● **ACTIVITIES**
**A)** Reproduce the peer review commentary word for word, from "I also note" to "as they say.".
**B)** Write the next part of the commentary on peer review and research grants, picking up after its final sentence.

● **PAGE TEXT**
Affirming the centrality of peer review
It’s ironic that the recommendations affirm the centrality and importance of peer review to the grants process, while at the same time the aforementioned national interest test has been introduced because the government has been wilfully undermining the peer review process by vetoing Australian Research Council grants.
It’s even more ironic that the recommendation supporting peer review says the system can be strengthened by “providing detailed information and constructive feedback to unsuccessful applicants and ensuring the training of peer reviewers is of the highest standard.”
Now I don’t want to sound too sarcastic here, but maybe the government should practice what it preaches. After all, the authors of the eleven successful grant that were overturned by then education minister Simon Birmingham, only found out about it after questions were asked in Senate Estimates. Subsequent to that, the Opposition has suggested, rightly so, that from now on there should be a ministerial code requiring a full and considered explanation as to why a grant is rejected – and just not liking the title is not good enough. It might actually help new ministers considering such a route of action to undertake a little training in peer review to get their skills into gear.
I also note that recommendation 13 is for the research quality and impact programs “be reviewed to consider ways to reduce the cost and administrative burden on universities”, including that the timing of data collection be reduced from three to five years. No doubt that will be a great relief – and should help universities pay for a new levy that has been imposed on them to contribute to the administration of the income contingent loans system. Swings and roundabouts, as they say.

● **SUPPLIED RECORDS**
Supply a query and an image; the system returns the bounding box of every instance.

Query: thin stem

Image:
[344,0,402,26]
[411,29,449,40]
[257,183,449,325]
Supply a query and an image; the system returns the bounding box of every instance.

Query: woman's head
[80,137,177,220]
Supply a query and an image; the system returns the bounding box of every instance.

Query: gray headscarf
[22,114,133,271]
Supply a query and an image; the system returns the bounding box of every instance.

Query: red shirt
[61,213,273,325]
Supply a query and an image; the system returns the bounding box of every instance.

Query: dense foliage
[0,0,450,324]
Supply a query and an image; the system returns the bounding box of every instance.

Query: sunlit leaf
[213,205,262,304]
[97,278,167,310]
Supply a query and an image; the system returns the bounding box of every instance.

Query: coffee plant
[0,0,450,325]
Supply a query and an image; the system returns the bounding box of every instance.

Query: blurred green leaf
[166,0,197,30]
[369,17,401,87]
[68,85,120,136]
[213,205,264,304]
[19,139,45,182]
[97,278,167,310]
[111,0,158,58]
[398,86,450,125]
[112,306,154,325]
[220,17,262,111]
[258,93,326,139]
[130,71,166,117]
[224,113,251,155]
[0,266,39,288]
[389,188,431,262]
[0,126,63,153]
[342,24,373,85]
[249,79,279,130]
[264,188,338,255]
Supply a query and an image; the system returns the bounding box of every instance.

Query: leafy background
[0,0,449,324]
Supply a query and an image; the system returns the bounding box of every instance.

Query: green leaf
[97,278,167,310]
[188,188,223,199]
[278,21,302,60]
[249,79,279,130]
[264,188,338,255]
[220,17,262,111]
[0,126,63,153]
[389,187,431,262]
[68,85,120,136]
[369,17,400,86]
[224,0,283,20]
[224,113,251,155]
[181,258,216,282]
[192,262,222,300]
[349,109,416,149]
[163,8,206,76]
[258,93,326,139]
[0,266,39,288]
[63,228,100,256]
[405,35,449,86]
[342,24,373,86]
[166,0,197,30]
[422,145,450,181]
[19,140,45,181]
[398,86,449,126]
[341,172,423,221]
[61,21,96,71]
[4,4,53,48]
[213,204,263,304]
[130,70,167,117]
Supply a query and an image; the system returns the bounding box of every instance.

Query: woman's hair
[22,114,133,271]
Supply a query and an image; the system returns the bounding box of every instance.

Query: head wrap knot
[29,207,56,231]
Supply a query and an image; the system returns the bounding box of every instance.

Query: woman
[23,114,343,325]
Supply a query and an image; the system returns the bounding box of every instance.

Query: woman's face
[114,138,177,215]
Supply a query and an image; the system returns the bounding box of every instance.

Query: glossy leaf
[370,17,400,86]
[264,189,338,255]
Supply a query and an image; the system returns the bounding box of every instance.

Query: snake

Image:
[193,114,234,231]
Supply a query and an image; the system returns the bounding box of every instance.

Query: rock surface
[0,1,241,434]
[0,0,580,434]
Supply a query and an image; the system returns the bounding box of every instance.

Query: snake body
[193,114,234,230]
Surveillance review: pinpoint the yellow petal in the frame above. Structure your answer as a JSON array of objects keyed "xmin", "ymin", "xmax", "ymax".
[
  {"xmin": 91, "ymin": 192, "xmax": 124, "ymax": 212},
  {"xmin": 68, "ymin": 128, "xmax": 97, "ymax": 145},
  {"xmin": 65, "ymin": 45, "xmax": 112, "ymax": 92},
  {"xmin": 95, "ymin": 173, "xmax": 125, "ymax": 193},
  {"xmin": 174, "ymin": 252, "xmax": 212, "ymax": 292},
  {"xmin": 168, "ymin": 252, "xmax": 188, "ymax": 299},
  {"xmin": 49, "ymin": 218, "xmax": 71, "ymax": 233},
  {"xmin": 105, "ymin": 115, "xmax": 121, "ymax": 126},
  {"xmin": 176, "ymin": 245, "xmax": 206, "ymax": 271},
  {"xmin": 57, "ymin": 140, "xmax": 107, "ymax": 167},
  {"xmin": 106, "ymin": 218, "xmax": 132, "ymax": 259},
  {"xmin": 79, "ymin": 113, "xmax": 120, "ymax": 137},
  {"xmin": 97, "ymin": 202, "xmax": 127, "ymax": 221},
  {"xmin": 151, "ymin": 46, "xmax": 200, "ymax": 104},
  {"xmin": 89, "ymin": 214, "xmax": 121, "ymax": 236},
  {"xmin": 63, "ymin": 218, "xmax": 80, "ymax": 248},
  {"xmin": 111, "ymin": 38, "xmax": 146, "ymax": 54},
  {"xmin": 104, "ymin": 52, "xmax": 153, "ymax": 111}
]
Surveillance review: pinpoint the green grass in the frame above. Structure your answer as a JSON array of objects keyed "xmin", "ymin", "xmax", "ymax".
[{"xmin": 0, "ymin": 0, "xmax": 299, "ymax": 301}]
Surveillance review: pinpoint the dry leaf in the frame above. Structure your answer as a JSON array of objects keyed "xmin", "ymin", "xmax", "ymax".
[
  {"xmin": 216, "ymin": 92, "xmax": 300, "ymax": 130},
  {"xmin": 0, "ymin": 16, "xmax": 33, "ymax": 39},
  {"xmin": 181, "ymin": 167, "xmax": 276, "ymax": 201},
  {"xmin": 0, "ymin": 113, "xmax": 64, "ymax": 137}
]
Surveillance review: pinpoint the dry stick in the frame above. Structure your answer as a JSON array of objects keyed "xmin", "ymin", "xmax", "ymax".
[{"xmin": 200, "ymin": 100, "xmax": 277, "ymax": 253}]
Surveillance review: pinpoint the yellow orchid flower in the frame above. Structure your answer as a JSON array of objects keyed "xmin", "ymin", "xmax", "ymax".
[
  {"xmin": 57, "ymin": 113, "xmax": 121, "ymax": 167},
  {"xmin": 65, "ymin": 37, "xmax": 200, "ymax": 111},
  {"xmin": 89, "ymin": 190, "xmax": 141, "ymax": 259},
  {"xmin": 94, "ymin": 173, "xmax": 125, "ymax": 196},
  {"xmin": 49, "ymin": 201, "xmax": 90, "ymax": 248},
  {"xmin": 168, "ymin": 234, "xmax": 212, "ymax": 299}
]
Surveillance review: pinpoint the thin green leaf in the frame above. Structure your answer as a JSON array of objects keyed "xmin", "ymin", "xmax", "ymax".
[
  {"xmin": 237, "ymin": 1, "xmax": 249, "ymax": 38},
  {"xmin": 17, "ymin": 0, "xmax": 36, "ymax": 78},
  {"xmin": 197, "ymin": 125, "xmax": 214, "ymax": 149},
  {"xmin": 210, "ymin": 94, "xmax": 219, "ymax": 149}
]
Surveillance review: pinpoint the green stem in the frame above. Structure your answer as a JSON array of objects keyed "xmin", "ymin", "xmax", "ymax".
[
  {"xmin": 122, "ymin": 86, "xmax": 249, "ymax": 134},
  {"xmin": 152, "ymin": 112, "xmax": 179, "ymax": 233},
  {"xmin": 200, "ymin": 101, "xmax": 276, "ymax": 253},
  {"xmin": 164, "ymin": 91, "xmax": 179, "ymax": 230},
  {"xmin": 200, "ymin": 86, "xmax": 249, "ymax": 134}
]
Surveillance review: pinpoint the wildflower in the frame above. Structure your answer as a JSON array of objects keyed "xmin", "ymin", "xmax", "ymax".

● **YOUR RESPONSES**
**A)**
I also note that recommendation 13 is for the research quality and impact programs “be reviewed to consider ways to reduce the cost and administrative burden on universities”, including that the timing of data collection be reduced from three to five years. No doubt that will be a great relief – and should help universities pay for a new levy that has been imposed on them to contribute to the administration of the income contingent loans system. Swings and roundabouts, as they say.

**B)**
There is so much in this report that just feels like deja vu. It recommends “closer examination of models, strategies and incentives … to increase collaboration with universities and other publicly funded research institutions” and even goes so far as to recommend a separate inquiry on this very issue. All well and good, but all this was supposedly central to Malcolm Turnbull’s (now long forgotten) innovation nation agenda.
What’s interesting is what it doesn’t mention. Among the recommendations, the issue of funding is weirdly absent. Former ARC boss and now QUT vice chancellor Margaret Sheil told a public hearing in Brisbane: “If you look at the quantum of funding of the Australian government’s investment in research, the amount that’s going to blue sky discovery research has been diminishing over the last eight to 10 years.”
Indeed a submission from the Department of Education shows that “Australia’s total expenditure on R&D was estimated to be $31.2 billion in 2015-16, or 1.88% of GDP, placing us 18th out of 35 OECD countries on this measure.”
Given the current debate in the UK about getting research funding up to 3% this strikes me as perilously inadequate.
As Sheil told the inquiry: “(Research funding) hasn’t kept pace with the growth in our sector. So not only is there less absolute funding available for basic or innovation discovery research; there’s much less per active researcher in the system. As our universities have grown, our quantum hasn’t grown.”
She went on: “We are effectively relying on the income that universities receive from international students to invest in our basic research capacity.”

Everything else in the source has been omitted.